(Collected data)
※ ※ ※
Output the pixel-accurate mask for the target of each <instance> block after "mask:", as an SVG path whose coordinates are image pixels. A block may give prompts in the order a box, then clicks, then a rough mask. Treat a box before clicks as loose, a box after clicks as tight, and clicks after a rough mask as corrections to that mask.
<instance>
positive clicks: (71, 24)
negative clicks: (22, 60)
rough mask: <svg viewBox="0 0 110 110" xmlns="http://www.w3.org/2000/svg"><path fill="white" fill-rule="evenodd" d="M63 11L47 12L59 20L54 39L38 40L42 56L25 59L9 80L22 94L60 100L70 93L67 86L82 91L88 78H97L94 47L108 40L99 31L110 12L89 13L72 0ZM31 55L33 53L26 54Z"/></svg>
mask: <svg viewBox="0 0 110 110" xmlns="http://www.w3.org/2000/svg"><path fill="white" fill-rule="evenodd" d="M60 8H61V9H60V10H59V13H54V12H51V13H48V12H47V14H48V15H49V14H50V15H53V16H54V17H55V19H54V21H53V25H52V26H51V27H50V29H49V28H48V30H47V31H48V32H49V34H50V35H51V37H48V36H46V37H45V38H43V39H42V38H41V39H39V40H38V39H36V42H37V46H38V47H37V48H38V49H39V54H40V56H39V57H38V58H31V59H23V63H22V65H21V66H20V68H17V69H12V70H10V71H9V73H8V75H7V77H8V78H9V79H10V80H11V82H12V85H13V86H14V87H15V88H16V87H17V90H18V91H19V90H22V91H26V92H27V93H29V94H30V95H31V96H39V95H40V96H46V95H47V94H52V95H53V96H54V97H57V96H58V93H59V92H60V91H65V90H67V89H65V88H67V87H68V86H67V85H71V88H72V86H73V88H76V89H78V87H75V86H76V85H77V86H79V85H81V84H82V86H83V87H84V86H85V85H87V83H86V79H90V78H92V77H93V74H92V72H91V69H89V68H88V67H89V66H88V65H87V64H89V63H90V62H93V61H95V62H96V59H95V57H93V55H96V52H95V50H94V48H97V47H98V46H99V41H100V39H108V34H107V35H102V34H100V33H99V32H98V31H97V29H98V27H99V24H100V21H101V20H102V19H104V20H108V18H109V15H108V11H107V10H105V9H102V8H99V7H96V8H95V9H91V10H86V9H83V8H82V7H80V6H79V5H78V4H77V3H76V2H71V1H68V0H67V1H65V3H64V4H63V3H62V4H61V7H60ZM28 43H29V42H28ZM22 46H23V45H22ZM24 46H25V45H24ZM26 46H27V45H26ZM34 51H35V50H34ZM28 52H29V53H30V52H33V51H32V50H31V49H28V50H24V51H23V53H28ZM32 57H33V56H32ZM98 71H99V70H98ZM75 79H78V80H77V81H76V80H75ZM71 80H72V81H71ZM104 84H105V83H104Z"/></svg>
※ ※ ※
_PROBLEM REQUIREMENTS_
Make an exact copy of every line in the data.

_RESPONSE_
Output the pixel-accurate mask for the target of each <instance> block after "mask:", as an SVG path whose coordinates are image pixels. A block may give prompts in the order a box, then clicks, then a rough mask. Treat a box before clicks as loose, a box after clicks as tight, and clicks after a rough mask as corrections to that mask.
<instance>
positive clicks: (71, 24)
negative clicks: (22, 60)
rough mask: <svg viewBox="0 0 110 110" xmlns="http://www.w3.org/2000/svg"><path fill="white" fill-rule="evenodd" d="M63 11L47 12L59 20L54 39L38 40L42 56L25 59L9 80L22 94L60 100L70 93L67 86L82 91L88 78H97L94 47L108 40L99 31L110 12L89 13L72 0ZM31 55L33 53L26 54Z"/></svg>
mask: <svg viewBox="0 0 110 110" xmlns="http://www.w3.org/2000/svg"><path fill="white" fill-rule="evenodd" d="M60 8H61V9H60V10H59V13H54V12H51V13H48V12H47V14H48V15H49V14H50V15H53V16H54V17H55V19H54V21H53V25H52V26H51V27H50V29H49V28H48V30H47V31H48V32H49V34H50V35H51V37H48V36H46V37H45V38H43V39H42V38H41V39H39V40H38V39H36V42H37V46H38V47H37V48H38V49H39V54H40V56H39V57H38V58H31V59H23V63H22V65H21V66H20V68H17V69H12V70H10V71H9V73H8V75H7V77H8V78H9V79H10V80H11V82H12V85H13V86H14V87H15V88H16V87H17V90H18V91H19V90H22V91H26V92H27V93H29V94H30V95H31V96H39V95H40V96H46V95H47V94H52V95H53V96H54V97H57V96H58V93H59V92H60V91H65V90H67V89H65V88H67V87H68V86H67V85H71V88H72V86H73V88H76V89H78V87H75V86H76V85H77V86H79V85H81V84H82V86H83V87H84V86H85V85H87V83H86V79H90V78H92V77H93V74H92V72H91V69H89V68H88V67H89V66H88V65H87V64H89V63H90V62H93V61H95V62H96V59H95V57H93V55H96V52H95V50H94V48H97V47H98V46H99V41H100V39H108V34H107V35H102V34H100V33H99V32H98V31H97V29H98V27H99V24H100V21H101V20H102V19H104V20H108V18H109V15H108V11H107V10H105V9H102V8H99V7H96V8H95V9H91V10H86V9H83V8H82V7H80V6H79V5H78V4H77V3H76V2H71V1H68V0H67V1H65V3H64V4H63V3H62V4H61V7H60ZM28 43H29V42H28ZM22 46H23V45H22ZM24 46H25V45H24ZM26 46H27V45H26ZM34 51H35V50H34ZM28 52H29V53H30V52H33V51H32V50H31V49H28V50H24V51H23V53H28ZM32 57H33V56H32ZM98 71H99V70H98ZM75 79H78V80H77V81H76V80H75ZM71 80H72V81H71ZM104 84H105V83H104Z"/></svg>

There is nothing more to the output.